### TASK OBJECTIVE
For this exercise, reproduce the entries below exactly, but only from the line containing "Find sign above" through the line containing "Find lattice gable", both included.

### DATASET RECORDS
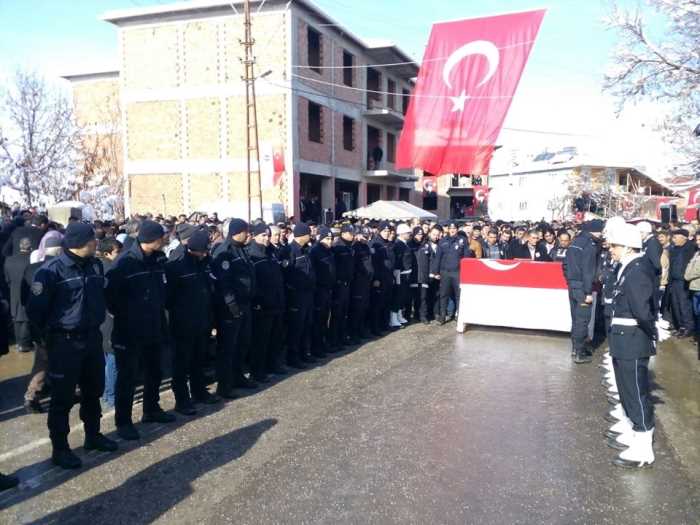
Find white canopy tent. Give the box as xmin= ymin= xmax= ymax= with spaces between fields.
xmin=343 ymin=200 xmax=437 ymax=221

---

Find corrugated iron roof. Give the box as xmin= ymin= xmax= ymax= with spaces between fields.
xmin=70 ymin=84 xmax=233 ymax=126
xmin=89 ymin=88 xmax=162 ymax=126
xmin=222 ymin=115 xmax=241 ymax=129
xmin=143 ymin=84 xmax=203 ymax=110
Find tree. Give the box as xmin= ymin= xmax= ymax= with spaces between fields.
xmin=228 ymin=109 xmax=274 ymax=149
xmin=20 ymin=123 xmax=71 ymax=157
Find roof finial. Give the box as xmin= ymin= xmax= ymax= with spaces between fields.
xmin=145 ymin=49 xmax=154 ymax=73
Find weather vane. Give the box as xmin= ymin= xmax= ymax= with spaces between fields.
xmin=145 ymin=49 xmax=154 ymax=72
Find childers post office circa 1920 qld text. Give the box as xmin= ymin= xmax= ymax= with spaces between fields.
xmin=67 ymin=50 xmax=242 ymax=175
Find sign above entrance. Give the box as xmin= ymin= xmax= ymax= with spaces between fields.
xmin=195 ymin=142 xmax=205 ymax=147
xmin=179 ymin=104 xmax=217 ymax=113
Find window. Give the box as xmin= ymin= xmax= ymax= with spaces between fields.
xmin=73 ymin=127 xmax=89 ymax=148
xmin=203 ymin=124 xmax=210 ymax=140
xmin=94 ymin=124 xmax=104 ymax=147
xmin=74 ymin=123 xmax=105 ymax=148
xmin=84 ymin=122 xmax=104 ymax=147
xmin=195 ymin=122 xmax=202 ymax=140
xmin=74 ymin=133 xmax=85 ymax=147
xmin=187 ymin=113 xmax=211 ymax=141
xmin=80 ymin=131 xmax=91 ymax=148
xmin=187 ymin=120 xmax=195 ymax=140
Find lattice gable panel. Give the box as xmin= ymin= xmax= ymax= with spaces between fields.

--

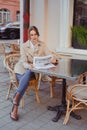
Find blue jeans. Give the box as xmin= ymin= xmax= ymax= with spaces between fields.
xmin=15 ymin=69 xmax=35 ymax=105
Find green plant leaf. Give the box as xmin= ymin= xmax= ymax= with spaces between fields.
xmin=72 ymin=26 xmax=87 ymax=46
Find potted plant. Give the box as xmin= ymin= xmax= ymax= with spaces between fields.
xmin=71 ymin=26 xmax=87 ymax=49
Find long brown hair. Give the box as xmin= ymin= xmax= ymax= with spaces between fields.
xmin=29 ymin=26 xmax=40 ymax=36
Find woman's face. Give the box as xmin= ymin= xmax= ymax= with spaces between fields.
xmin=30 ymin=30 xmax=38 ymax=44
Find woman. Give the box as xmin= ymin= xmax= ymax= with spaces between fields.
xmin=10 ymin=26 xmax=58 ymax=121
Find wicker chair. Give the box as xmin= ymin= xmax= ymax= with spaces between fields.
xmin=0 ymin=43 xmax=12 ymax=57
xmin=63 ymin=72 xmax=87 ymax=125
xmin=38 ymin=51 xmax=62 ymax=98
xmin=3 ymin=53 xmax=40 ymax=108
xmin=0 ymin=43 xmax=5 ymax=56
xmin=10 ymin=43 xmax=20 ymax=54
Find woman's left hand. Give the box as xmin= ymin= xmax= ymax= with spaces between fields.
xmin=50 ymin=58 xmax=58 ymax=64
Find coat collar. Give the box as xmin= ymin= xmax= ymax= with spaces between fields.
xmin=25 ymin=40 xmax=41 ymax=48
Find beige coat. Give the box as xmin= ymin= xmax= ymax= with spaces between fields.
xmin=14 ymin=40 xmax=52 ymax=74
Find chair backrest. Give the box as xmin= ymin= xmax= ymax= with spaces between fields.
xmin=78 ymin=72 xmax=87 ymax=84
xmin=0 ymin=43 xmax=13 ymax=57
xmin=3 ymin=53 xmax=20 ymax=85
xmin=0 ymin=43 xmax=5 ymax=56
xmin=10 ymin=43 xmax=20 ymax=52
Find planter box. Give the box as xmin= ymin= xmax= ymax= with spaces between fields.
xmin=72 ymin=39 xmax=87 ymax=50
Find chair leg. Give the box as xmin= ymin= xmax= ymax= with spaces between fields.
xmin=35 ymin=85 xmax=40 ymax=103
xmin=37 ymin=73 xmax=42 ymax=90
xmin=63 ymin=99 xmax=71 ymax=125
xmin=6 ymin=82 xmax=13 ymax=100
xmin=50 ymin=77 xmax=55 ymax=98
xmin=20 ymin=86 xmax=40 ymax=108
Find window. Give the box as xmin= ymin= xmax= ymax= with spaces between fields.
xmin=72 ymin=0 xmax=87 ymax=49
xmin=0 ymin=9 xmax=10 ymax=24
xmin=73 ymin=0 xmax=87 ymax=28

### SOLUTION BELOW
Find sign above entrance. Give the box as xmin= ymin= xmax= ymax= with spaces between fields.
xmin=195 ymin=142 xmax=205 ymax=147
xmin=179 ymin=104 xmax=217 ymax=113
Find window. Give the box as xmin= ymin= xmax= ymax= with spaces between fields.
xmin=73 ymin=127 xmax=89 ymax=148
xmin=203 ymin=124 xmax=210 ymax=140
xmin=94 ymin=124 xmax=104 ymax=147
xmin=74 ymin=123 xmax=105 ymax=148
xmin=84 ymin=122 xmax=104 ymax=147
xmin=195 ymin=122 xmax=202 ymax=140
xmin=74 ymin=133 xmax=85 ymax=147
xmin=187 ymin=113 xmax=211 ymax=141
xmin=80 ymin=131 xmax=91 ymax=148
xmin=187 ymin=120 xmax=195 ymax=140
Find lattice gable panel. Give the box as xmin= ymin= xmax= ymax= with spaces between fields.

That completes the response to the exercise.